= EXERCISE DETAILS =
Return every line of the data below that contains the word "shown".

━━━ MATERIAL FOR THIS EXERCISE ━━━

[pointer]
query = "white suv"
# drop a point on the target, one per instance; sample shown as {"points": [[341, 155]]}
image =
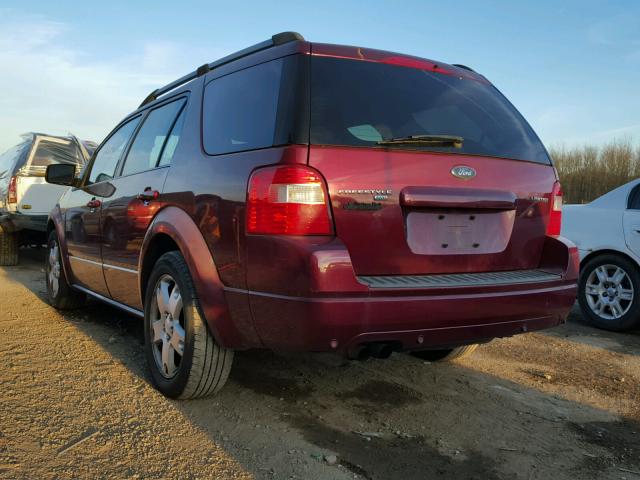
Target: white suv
{"points": [[25, 198]]}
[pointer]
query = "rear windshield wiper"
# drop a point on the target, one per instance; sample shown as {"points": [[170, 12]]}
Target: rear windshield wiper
{"points": [[431, 140]]}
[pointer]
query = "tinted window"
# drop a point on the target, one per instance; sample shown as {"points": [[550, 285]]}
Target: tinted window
{"points": [[172, 141], [151, 138], [359, 103], [634, 198], [240, 109], [106, 160]]}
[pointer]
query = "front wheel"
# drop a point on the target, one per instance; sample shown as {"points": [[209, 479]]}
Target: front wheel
{"points": [[609, 291], [445, 355], [184, 358]]}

━━━

= FULL RESPONSE =
# drop a point on the target, one per instance; sample shown as {"points": [[341, 155]]}
# drop a point on the target, one per instance; sample shown as {"points": [[170, 12]]}
# drop a point on the target, one per instance; sample shown as {"points": [[550, 285]]}
# drop a point on the target, one per instance; sample shown as {"points": [[209, 479]]}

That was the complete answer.